> **Directions for this task**:
Once the line containing "negative clicks: (70, 194)" is found, return it and every line that follows, up to and including the final line of the material, exactly as written.
######
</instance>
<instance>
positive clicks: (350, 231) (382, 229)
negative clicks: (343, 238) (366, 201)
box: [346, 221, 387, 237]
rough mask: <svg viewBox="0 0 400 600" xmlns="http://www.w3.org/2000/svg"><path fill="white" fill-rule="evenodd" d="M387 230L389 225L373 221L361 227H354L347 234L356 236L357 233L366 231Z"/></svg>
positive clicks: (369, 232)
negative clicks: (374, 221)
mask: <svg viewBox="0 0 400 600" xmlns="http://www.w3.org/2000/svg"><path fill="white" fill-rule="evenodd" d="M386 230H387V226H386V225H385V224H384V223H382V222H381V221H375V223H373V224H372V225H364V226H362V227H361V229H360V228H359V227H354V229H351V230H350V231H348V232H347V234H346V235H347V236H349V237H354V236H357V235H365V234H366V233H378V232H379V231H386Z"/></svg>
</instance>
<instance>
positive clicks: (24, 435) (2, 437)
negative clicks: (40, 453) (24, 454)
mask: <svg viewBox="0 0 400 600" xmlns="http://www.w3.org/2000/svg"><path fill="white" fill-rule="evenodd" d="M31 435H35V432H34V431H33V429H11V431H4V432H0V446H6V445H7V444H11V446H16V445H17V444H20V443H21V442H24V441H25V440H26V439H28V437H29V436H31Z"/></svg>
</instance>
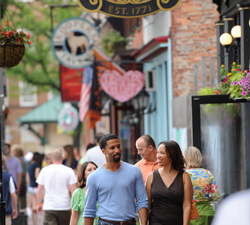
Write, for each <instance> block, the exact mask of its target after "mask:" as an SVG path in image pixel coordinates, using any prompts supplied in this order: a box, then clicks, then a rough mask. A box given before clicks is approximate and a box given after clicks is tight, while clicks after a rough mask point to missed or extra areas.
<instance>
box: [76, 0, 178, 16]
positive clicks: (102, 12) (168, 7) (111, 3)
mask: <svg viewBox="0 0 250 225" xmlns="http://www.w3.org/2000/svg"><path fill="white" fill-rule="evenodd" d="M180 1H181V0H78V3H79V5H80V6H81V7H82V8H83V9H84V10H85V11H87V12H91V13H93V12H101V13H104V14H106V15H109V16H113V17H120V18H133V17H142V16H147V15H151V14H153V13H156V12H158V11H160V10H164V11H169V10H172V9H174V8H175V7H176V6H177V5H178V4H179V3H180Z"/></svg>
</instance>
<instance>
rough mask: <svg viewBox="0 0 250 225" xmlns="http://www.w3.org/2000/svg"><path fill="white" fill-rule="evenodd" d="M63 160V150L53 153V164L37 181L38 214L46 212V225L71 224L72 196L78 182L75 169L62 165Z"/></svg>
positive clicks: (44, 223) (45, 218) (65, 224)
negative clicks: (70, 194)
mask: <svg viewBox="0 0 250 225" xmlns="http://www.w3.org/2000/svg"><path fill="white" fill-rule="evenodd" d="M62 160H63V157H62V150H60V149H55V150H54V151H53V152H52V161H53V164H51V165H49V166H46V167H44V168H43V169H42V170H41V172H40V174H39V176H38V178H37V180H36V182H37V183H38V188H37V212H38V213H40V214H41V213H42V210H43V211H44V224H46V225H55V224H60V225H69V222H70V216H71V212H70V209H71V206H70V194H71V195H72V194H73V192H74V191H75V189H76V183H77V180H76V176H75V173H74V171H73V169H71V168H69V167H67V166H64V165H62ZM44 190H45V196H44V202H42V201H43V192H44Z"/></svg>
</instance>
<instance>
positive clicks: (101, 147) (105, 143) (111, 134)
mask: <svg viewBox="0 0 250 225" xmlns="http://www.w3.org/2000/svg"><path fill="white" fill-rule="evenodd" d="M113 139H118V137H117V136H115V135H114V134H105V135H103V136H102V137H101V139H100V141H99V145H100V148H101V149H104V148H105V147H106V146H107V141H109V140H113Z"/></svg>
######
> **The answer**:
negative clicks: (70, 194)
mask: <svg viewBox="0 0 250 225" xmlns="http://www.w3.org/2000/svg"><path fill="white" fill-rule="evenodd" d="M62 160H63V157H62V150H60V149H55V150H54V151H53V152H52V161H53V164H51V165H49V166H46V167H44V168H43V169H42V170H41V172H40V174H39V176H38V178H37V180H36V182H37V183H38V188H37V212H38V213H40V214H41V213H42V210H43V211H44V224H46V225H55V224H60V225H69V222H70V216H71V212H70V209H71V206H70V194H71V195H72V194H73V192H74V191H75V189H76V183H77V180H76V176H75V173H74V171H73V169H71V168H69V167H67V166H64V165H62ZM44 190H45V196H44V202H42V201H43V192H44Z"/></svg>
</instance>
<instance>
positive clicks: (101, 147) (105, 143) (111, 134)
mask: <svg viewBox="0 0 250 225" xmlns="http://www.w3.org/2000/svg"><path fill="white" fill-rule="evenodd" d="M113 139H118V137H117V136H115V135H114V134H105V135H103V136H102V137H101V139H100V141H99V145H100V148H101V149H104V148H105V147H106V146H107V141H109V140H113Z"/></svg>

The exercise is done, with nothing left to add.